* [Task to complete]: Please rewrite every line from the one containing "Find the shadow" through the one containing "[(789, 520)]", both included, keeping all other text as it is. In the answers, shift each coordinate by adding 88 to it.

* [Data]:
-------------------------

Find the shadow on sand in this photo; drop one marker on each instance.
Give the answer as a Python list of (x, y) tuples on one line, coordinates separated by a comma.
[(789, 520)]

-------------------------

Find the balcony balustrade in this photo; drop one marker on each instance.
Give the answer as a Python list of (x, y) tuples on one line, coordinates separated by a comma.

-------------------------

* [Response]:
Find the shadow on sand in this photo; drop one marker on each instance.
Give the answer as a Python list of (x, y) tuples on one line, coordinates separated by a comma.
[(877, 608)]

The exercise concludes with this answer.